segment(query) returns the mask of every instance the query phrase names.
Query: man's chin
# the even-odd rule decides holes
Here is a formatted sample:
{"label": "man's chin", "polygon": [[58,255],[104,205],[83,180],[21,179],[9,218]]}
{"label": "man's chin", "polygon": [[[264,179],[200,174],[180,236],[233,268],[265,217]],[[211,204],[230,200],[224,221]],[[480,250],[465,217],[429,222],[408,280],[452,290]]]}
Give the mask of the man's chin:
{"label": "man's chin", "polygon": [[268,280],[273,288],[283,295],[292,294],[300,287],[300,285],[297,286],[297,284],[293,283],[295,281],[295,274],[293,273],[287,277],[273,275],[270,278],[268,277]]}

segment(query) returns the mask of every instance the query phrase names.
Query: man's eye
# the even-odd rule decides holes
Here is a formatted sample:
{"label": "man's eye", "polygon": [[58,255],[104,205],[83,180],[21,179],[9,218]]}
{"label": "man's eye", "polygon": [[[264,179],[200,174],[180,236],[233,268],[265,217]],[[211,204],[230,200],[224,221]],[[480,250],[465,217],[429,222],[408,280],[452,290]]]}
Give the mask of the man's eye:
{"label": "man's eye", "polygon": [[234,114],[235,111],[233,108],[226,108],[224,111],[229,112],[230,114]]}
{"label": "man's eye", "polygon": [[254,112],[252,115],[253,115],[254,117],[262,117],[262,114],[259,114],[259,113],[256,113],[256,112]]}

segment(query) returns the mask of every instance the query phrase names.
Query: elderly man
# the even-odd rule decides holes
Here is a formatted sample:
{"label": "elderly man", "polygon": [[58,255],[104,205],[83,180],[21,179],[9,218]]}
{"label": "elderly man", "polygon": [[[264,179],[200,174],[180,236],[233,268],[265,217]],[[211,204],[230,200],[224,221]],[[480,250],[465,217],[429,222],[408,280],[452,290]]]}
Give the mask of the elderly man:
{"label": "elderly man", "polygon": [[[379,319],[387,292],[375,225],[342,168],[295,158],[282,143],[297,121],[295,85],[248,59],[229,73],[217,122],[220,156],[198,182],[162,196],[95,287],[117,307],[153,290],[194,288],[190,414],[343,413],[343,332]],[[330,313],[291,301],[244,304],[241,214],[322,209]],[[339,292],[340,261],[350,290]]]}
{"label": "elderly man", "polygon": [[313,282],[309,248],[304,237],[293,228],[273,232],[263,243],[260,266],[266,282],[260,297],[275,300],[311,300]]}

What you need to do: Could I ask you to return the records exactly and in full?

Task result:
segment(query) returns the mask of every instance the query phrase names.
Query: man's chin
# the even-odd rule decides holes
Here is a formatted sample:
{"label": "man's chin", "polygon": [[58,255],[104,205],[83,180],[21,179],[9,218]]}
{"label": "man's chin", "polygon": [[[264,179],[200,174],[180,236],[233,268],[265,217]],[[211,204],[230,200],[224,221]],[[480,250],[465,217],[429,222],[408,280],[452,290]]]}
Give the mask of the man's chin:
{"label": "man's chin", "polygon": [[268,280],[273,288],[283,295],[292,294],[300,287],[300,285],[297,286],[297,284],[293,283],[295,281],[295,274],[293,273],[287,277],[273,275],[270,278],[268,277]]}

segment(query) returns the mask of every instance the query phrase names.
Query: man's eye
# the even-odd rule decides holes
Here is a formatted sample:
{"label": "man's eye", "polygon": [[58,255],[104,205],[83,180],[21,179],[9,218]]}
{"label": "man's eye", "polygon": [[[264,179],[200,174],[180,236],[233,268],[265,217]],[[211,204],[230,200],[224,221]],[[480,250],[465,217],[429,222],[408,280],[452,290]]]}
Give the mask of the man's eye:
{"label": "man's eye", "polygon": [[234,114],[235,111],[233,108],[226,108],[224,111],[229,112],[230,114]]}
{"label": "man's eye", "polygon": [[254,112],[252,115],[253,115],[254,117],[262,117],[262,114],[259,114],[259,113],[256,113],[256,112]]}

segment(query) returns the mask of every instance the query phrase names.
Query: elderly man
# the even-odd rule decides holes
Here is a formatted sample:
{"label": "elderly man", "polygon": [[58,255],[104,205],[83,180],[21,179],[9,218]]}
{"label": "elderly man", "polygon": [[[264,179],[200,174],[180,236],[233,268],[265,217]],[[211,204],[230,200],[224,221]],[[480,250],[465,217],[429,222],[408,280],[452,290]]]}
Give the mask of the elderly man:
{"label": "elderly man", "polygon": [[[379,319],[387,292],[375,225],[342,168],[295,158],[282,143],[297,121],[295,85],[248,59],[229,73],[217,122],[220,156],[198,182],[162,196],[95,287],[117,307],[153,290],[194,288],[190,414],[343,413],[343,332]],[[330,313],[291,301],[244,304],[241,214],[322,209]],[[339,292],[340,261],[350,290]]]}
{"label": "elderly man", "polygon": [[313,282],[309,248],[304,237],[293,228],[273,232],[263,243],[260,266],[266,282],[260,297],[275,300],[311,300]]}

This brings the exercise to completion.